#### WORK REQUIRED:
Copy out every line of the records below word for word, changing nothing.

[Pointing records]
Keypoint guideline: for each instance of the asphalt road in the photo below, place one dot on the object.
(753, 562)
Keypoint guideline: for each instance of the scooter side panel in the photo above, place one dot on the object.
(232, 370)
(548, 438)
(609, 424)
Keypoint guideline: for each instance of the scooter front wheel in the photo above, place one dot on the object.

#### COMPLETED TASK:
Keypoint guideline: for each instance of the asphalt road in the photo below, place one dot on the object.
(753, 562)
Keypoint guideline: for each instance of the scooter side panel in the photo above, place one dot on the object.
(232, 370)
(548, 438)
(609, 424)
Keypoint guideline: for each instance of the scooter front wheel in the photo above, place one dot on the object.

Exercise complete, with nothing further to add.